:: Task goal ::
Write out the passage of the SOPHiA Genetics article between "The company was" and "access it easily.", inclusive, word for word.

:: Exercise text ::
........
American-Swiss health tech firm SOPHiA Genetics announced it has analyzed one million genomic profiles from around the world using its cloud-based data-driven medicine (DDM) platform.
The company was founded in Lausanne in 2011 by Jurgi Camblong, Pierre Hutter, and Lars Steinmetz as a spin out from the École Polytechnique Fédérale de Lausanne and has been pioneering in the field of health data analysis since then.
Powered by artificial intelligence (AI) and machine learning the SOPHiA DDM platform is a key focus for the company. Based on the cloud, scientists, healthcare professionals and companies around the world can access it easily.
The platform started in 2017 and was initially designed to help hospitals to process and store genomic data. However, the focus of the platform changed as continued research by the company showed that hospitals were struggling with data accuracy and so the platform was refocused to help solve this problem.
The platform can now carry out analysis of multimodal data—including medical chart data, multi-omic data and genetic data; radiomic data to help optimize outputs from medical images for cancer patients and similar; and genomic data analysis.
The platform managed to analyze and annotate 500,000 genomes in five years and has managed to reach 1 million genomes less than two years later. Using machine learning has allowed the insights from the platform to become more accurate over time.
“Since launching our SOPHiA DDM platform, it has become clear that our vision to bridge science and technology to turn complex multimodal data into valuable insights is resonating among healthcare institutions and their patients globally,” said Camblong, now CEO of the company.
“They see the value of our collaborative, decentralized platform that breaks down data silos to provide equal access to knowledge and capabilities for the benefit of patients worldwide. I am very proud of this incredible milestone and look forward to the continued growth and diversity of our network.”
SOPHiA Genetics is currently collaborating with GE Healthcare to improve cancer care by using its data to improve targeting and matching of treatments to a patients genomic profile.
........
:: Provided data ::
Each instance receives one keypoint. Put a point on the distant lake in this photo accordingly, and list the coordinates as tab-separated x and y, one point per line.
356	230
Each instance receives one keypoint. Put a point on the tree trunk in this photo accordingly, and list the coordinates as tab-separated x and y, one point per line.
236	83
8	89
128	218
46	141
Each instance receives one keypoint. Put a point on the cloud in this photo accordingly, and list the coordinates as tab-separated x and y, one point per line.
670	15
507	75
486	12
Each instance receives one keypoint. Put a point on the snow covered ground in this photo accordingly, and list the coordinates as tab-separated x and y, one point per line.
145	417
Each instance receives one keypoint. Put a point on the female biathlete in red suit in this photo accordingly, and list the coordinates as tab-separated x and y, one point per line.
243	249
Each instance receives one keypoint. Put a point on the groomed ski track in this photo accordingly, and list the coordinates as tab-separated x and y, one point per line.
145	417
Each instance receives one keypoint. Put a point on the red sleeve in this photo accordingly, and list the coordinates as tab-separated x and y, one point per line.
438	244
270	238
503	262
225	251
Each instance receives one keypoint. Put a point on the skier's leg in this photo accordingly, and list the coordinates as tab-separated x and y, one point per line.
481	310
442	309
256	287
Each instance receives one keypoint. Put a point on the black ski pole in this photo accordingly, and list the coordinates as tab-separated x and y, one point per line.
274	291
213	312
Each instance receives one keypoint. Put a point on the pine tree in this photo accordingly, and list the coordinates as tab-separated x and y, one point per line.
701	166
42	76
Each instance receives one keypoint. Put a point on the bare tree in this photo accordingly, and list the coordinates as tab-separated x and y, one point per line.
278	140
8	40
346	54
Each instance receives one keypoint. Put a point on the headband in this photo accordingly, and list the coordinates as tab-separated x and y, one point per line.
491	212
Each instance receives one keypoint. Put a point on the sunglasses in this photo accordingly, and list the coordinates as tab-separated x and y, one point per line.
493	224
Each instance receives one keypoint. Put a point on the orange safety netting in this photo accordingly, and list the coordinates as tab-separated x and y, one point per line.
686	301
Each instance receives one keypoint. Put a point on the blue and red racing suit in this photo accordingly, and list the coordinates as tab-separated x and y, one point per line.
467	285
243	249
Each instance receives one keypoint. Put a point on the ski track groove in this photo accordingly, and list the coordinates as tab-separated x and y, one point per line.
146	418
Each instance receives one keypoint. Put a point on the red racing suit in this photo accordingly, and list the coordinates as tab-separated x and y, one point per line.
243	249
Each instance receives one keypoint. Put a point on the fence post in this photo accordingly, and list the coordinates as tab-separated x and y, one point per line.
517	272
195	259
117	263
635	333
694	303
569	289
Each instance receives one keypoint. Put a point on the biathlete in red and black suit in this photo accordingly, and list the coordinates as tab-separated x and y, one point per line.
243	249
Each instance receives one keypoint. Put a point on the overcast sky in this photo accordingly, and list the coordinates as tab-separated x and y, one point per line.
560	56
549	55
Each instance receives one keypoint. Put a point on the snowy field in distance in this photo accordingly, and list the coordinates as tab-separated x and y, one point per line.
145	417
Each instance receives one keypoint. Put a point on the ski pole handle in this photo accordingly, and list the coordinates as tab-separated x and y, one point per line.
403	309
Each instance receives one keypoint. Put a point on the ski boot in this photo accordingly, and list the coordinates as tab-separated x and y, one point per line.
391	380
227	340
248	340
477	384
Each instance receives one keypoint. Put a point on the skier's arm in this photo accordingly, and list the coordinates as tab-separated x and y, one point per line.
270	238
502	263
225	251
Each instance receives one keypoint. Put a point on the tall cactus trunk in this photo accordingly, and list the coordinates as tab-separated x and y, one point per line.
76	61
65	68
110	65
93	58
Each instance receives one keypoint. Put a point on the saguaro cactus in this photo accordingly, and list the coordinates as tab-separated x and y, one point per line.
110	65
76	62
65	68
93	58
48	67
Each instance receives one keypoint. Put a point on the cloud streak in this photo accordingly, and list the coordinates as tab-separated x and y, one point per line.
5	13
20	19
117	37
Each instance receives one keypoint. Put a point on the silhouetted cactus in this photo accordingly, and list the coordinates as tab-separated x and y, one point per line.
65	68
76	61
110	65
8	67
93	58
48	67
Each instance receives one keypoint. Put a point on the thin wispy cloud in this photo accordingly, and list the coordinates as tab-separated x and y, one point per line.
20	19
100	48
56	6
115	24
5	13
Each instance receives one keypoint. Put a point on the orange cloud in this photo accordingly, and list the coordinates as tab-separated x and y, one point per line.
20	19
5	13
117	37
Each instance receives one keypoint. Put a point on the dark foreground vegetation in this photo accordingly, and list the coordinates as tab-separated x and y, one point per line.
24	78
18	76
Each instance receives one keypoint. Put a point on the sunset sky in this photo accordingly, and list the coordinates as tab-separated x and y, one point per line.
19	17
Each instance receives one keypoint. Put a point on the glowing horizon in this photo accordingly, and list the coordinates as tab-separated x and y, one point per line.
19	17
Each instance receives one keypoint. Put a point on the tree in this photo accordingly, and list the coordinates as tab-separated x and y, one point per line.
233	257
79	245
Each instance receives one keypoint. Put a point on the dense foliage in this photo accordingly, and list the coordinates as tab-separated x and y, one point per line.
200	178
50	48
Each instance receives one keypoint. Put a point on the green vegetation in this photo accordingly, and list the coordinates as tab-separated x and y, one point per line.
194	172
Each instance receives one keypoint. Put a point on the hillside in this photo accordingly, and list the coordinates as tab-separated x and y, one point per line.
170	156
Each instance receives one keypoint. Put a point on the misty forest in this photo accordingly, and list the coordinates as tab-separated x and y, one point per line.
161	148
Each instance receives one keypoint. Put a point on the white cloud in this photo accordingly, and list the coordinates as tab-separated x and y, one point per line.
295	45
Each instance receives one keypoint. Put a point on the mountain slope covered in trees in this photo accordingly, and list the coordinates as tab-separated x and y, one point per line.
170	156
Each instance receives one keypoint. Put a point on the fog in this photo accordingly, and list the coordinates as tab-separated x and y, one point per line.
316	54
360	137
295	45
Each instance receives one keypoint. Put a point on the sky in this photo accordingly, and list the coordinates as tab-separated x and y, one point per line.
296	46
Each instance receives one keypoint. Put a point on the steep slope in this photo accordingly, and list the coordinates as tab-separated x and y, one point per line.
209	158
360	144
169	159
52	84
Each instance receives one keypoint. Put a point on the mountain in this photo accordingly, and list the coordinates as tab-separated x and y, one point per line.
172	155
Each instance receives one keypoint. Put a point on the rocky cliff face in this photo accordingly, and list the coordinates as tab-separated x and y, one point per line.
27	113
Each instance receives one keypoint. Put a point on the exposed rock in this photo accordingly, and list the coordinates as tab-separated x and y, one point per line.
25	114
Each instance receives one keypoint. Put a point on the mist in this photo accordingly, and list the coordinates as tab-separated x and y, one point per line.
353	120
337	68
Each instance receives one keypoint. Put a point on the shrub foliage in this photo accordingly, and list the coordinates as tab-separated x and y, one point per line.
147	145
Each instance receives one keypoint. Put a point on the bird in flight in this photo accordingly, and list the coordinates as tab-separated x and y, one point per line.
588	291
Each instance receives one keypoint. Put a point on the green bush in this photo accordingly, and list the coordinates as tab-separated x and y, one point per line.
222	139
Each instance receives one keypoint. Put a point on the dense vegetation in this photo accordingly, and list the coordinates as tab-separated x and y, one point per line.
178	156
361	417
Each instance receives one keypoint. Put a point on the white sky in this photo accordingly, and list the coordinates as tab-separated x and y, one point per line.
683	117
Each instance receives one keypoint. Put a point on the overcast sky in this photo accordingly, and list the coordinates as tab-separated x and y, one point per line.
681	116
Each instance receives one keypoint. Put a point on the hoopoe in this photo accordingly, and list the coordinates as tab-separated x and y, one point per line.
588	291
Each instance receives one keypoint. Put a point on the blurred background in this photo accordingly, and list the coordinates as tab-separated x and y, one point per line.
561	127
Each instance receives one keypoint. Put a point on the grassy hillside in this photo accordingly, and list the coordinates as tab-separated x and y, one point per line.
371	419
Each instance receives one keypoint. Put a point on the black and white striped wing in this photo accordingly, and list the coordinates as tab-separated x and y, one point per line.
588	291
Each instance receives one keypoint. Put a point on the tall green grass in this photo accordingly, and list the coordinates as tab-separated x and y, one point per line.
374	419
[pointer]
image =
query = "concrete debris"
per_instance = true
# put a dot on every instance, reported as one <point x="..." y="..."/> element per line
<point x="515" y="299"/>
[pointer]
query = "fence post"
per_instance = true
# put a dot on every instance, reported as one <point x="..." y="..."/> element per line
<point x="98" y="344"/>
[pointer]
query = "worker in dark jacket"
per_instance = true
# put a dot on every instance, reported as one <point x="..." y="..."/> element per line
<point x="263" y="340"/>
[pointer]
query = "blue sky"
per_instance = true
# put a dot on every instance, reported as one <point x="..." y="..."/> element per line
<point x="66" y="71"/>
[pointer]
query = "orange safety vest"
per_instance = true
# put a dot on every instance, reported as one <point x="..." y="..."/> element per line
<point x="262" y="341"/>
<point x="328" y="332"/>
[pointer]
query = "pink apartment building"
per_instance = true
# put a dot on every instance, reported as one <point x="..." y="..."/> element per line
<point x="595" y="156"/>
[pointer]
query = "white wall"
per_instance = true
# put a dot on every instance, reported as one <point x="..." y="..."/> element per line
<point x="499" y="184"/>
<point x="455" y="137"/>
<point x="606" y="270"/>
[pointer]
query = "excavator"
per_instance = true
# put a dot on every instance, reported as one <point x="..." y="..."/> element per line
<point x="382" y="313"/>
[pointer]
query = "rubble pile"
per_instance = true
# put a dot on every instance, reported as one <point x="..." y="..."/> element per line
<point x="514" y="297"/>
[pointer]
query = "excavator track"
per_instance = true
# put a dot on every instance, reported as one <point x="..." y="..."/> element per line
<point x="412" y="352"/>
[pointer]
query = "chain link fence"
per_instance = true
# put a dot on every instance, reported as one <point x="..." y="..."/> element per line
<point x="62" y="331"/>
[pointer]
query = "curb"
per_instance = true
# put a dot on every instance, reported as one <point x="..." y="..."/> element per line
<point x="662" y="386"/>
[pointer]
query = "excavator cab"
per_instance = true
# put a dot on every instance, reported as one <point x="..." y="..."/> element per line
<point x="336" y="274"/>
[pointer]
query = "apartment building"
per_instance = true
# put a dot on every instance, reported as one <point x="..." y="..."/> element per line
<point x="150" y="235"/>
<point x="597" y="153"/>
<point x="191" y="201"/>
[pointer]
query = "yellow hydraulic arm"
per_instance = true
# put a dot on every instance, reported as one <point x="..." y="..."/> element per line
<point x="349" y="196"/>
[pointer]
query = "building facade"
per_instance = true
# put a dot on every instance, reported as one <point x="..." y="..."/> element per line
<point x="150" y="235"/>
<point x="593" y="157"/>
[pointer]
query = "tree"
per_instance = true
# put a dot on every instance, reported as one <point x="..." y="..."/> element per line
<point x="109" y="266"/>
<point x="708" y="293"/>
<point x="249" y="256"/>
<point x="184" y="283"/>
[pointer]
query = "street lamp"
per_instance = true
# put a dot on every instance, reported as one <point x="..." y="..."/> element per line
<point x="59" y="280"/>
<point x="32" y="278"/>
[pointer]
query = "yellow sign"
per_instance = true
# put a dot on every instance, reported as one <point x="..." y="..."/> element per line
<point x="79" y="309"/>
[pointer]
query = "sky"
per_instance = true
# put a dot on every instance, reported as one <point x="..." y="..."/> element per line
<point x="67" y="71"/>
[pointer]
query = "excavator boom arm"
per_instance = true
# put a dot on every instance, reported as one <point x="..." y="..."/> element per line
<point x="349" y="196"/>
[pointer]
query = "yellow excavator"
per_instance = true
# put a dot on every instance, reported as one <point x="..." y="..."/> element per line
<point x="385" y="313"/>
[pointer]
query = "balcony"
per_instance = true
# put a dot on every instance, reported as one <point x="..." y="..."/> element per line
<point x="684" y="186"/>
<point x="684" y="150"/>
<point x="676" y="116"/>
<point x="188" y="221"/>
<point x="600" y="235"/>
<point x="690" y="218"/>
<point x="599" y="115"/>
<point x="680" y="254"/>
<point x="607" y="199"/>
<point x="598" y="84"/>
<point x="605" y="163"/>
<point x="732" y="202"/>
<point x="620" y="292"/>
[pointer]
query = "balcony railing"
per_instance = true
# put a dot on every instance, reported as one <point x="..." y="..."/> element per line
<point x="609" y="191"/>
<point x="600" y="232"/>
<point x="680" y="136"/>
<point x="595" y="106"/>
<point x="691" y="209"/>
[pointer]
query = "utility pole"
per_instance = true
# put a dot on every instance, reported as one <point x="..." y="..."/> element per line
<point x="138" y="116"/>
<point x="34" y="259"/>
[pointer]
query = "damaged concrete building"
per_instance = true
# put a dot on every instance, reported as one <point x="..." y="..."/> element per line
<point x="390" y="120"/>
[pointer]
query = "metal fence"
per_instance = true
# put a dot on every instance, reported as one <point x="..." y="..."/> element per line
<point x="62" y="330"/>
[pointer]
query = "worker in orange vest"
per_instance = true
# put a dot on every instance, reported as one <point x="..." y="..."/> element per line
........
:: Answer for this exercise ::
The company was founded in Lausanne in 2011 by Jurgi Camblong, Pierre Hutter, and Lars Steinmetz as a spin out from the École Polytechnique Fédérale de Lausanne and has been pioneering in the field of health data analysis since then.
Powered by artificial intelligence (AI) and machine learning the SOPHiA DDM platform is a key focus for the company. Based on the cloud, scientists, healthcare professionals and companies around the world can access it easily.